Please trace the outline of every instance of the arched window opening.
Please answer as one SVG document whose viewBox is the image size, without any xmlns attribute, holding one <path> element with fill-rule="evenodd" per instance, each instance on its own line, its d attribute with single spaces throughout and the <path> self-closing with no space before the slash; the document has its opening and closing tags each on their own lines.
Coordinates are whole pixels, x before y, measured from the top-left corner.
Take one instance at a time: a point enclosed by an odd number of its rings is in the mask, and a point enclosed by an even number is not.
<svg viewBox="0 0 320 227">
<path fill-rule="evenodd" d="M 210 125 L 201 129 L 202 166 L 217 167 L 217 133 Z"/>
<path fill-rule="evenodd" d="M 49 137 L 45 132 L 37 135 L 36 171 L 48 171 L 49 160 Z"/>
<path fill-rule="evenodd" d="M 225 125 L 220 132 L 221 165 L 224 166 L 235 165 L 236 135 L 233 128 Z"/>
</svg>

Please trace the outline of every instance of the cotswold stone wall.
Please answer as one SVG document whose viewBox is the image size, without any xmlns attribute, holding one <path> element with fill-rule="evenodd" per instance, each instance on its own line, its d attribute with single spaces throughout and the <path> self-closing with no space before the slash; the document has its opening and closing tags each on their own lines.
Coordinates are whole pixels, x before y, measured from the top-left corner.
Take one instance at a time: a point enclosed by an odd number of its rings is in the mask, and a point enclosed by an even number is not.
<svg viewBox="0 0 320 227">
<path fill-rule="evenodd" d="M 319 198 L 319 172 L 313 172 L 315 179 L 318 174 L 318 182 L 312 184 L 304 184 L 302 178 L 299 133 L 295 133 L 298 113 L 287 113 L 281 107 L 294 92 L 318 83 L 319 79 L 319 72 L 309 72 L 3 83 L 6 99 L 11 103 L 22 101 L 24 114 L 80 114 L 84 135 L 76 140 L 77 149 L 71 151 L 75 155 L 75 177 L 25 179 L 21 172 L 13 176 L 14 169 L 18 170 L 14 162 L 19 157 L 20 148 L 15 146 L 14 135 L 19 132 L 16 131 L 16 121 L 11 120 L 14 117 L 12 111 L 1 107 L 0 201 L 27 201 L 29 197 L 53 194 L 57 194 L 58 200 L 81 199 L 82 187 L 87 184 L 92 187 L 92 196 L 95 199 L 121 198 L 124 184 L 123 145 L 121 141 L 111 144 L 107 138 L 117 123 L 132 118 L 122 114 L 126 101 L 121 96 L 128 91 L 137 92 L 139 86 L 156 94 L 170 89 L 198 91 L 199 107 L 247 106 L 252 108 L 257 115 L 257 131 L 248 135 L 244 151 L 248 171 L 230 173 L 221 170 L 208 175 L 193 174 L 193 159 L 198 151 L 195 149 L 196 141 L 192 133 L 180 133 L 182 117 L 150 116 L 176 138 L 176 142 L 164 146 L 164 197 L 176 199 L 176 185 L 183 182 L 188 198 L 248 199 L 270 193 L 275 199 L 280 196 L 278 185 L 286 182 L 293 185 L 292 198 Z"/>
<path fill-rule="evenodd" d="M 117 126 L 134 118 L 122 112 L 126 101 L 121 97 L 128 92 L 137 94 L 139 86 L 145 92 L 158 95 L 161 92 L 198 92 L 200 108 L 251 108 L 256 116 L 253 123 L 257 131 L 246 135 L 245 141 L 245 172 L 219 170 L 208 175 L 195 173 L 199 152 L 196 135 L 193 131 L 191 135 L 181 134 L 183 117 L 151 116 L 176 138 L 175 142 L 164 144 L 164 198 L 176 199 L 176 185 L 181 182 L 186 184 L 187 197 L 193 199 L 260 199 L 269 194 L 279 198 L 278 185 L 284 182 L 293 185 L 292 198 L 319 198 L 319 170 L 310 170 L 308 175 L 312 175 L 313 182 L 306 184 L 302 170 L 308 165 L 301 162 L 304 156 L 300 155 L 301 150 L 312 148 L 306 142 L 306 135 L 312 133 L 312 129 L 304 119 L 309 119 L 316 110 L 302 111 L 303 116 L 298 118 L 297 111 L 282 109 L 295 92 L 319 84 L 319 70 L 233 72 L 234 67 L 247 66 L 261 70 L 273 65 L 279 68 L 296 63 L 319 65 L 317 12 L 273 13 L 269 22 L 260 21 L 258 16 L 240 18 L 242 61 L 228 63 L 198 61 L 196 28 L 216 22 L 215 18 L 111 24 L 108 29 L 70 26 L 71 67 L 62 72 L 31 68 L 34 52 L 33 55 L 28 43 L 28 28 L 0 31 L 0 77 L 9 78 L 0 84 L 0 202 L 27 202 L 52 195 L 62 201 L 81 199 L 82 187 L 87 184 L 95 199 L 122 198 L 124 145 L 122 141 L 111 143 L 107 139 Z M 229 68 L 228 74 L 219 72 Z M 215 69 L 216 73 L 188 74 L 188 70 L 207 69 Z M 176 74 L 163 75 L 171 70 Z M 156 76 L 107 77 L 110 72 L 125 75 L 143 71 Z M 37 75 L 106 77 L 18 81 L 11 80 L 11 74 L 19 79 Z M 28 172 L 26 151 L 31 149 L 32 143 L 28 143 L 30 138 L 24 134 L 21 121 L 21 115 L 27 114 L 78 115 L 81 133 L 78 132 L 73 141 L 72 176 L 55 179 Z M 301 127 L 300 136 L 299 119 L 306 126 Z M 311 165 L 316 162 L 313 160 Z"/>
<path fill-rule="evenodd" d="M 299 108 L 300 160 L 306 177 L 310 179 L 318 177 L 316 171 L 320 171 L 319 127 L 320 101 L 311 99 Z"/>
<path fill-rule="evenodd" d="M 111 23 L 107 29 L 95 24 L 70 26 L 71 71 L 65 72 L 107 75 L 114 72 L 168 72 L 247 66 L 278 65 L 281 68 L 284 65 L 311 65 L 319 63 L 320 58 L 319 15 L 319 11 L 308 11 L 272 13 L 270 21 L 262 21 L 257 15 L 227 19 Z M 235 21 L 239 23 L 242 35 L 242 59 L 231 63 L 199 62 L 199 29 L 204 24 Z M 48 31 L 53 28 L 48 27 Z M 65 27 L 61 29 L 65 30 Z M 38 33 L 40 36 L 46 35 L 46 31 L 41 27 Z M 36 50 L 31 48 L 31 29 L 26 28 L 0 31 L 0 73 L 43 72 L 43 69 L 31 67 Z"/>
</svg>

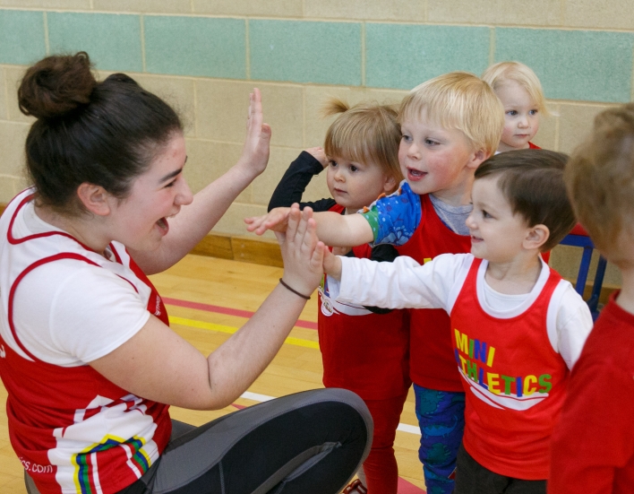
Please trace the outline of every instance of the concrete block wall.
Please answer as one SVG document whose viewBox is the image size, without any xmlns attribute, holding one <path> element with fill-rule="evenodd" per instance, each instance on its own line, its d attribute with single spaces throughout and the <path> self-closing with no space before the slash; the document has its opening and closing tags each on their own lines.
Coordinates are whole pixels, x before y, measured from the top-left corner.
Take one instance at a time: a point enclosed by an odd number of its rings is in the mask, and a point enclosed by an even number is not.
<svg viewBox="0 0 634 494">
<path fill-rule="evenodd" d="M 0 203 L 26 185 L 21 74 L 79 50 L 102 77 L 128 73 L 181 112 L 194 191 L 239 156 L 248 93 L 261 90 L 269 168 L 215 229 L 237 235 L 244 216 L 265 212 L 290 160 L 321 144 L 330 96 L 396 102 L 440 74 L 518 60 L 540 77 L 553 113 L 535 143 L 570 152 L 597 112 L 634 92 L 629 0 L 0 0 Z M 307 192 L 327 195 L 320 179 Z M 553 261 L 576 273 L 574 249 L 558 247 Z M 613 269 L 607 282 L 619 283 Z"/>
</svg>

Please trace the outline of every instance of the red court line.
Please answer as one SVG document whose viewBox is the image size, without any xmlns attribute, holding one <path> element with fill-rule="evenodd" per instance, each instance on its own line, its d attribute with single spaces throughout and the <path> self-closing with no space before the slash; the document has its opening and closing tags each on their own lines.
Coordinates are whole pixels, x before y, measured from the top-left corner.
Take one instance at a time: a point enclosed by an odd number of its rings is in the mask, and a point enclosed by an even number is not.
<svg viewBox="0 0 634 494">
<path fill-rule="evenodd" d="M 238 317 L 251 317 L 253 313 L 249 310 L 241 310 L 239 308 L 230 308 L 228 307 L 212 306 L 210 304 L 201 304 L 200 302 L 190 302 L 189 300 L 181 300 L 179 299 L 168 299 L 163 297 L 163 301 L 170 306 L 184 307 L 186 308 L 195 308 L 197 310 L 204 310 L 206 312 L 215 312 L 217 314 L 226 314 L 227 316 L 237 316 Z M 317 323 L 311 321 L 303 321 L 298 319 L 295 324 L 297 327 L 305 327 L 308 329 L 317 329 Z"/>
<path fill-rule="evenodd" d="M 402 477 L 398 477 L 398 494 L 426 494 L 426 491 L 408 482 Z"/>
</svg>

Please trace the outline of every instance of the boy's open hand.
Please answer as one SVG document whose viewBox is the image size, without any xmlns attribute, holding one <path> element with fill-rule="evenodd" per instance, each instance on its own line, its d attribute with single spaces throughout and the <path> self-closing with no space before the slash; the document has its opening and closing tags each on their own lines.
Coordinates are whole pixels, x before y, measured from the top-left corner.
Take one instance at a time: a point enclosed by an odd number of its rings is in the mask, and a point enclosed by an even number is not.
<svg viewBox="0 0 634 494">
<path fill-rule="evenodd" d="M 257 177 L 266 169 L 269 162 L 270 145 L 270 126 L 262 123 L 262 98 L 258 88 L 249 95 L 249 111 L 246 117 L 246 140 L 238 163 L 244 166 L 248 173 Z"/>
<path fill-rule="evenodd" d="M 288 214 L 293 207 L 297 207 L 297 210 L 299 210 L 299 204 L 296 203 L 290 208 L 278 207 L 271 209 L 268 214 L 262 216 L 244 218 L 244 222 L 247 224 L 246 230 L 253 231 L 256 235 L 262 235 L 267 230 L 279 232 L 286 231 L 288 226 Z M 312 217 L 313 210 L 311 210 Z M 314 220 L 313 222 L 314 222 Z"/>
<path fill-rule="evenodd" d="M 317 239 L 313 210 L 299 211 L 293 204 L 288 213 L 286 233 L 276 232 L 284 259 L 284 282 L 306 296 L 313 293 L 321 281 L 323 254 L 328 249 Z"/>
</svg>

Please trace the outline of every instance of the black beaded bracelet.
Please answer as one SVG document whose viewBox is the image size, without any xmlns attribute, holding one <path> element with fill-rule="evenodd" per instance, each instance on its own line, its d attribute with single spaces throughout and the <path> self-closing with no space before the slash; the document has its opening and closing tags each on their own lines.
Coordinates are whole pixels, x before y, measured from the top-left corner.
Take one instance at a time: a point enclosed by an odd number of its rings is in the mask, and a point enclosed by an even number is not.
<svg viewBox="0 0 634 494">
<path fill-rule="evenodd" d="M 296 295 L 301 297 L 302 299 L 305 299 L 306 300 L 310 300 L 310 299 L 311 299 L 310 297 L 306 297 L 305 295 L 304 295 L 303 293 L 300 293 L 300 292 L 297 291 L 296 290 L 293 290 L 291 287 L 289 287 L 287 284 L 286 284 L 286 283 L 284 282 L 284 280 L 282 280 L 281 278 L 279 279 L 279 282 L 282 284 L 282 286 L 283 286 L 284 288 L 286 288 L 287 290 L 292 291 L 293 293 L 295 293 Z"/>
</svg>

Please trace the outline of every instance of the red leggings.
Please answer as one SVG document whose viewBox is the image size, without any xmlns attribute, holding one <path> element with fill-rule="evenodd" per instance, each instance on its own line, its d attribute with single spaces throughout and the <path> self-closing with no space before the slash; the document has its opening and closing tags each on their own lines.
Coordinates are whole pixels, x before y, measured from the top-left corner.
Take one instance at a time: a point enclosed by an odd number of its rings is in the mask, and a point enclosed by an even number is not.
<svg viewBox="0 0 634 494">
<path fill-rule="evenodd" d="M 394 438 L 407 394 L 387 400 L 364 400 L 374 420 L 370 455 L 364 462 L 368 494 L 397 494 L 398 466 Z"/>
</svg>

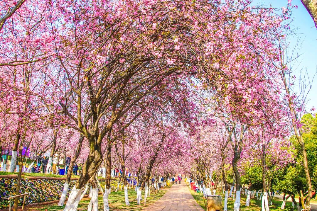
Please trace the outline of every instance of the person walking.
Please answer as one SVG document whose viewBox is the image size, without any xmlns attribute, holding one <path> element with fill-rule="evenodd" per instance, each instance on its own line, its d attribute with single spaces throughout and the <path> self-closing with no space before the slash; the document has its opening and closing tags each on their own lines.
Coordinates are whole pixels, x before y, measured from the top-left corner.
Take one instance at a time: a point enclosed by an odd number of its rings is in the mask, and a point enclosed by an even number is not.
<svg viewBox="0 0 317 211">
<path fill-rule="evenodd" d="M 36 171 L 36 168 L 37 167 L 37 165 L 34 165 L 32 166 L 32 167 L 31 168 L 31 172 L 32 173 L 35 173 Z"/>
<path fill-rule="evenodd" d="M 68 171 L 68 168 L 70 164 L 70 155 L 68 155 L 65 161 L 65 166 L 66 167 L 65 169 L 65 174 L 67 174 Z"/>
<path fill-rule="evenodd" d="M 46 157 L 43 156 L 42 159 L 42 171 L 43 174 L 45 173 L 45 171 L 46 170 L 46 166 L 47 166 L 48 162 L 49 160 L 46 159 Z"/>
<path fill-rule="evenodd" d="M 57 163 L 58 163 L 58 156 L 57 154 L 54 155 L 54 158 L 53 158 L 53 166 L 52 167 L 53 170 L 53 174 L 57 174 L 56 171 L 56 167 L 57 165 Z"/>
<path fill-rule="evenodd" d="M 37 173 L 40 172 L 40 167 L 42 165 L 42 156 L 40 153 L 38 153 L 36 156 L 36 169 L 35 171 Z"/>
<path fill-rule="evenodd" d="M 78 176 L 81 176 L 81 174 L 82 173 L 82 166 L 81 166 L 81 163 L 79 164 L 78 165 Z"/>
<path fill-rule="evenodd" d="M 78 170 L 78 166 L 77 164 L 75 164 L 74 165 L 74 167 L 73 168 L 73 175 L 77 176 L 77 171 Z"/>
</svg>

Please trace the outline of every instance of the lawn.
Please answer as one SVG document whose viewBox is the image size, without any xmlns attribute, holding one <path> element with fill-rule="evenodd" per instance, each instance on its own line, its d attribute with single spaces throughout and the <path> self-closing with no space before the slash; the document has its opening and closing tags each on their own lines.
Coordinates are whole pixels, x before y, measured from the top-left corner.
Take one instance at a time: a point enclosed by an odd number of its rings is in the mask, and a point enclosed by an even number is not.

_YOUR INSTRUCTIONS_
Reproduce verbatim the lines of the records starting at the line that contains "Please trace the outline of every instance of the person" and ending at the line that contains "57 163 L 58".

_ANSWER TO THIS PROBLEM_
Please trace the outline of every instance of the person walking.
Please answer as one SVG document whose viewBox is the image size, without any xmlns attribute, holding one <path> element with fill-rule="evenodd" per instance, each instance on its own line, its d attribute with single spaces throughout and the <path> self-closing with no space before the slash; the document has its opening and closing tags each on their own lines.
Coordinates are whole pixels, x before y, measured from the top-left corner.
Take one instance at a time: a point enclosed by an odd number of its rings is in the mask, and a point enclosed by an even number is not.
<svg viewBox="0 0 317 211">
<path fill-rule="evenodd" d="M 36 171 L 36 168 L 37 167 L 37 165 L 34 165 L 32 166 L 32 167 L 31 168 L 31 172 L 32 173 L 35 173 Z"/>
<path fill-rule="evenodd" d="M 68 171 L 68 168 L 70 164 L 70 155 L 68 155 L 65 161 L 65 166 L 66 167 L 65 169 L 65 174 L 67 174 Z"/>
<path fill-rule="evenodd" d="M 46 157 L 43 156 L 42 159 L 42 171 L 43 174 L 45 173 L 45 171 L 46 170 L 46 166 L 47 166 L 48 162 L 49 160 L 46 159 Z"/>
<path fill-rule="evenodd" d="M 57 163 L 58 163 L 58 156 L 57 154 L 54 155 L 54 158 L 53 158 L 53 166 L 52 167 L 53 170 L 53 174 L 57 174 L 56 171 L 56 167 L 57 165 Z"/>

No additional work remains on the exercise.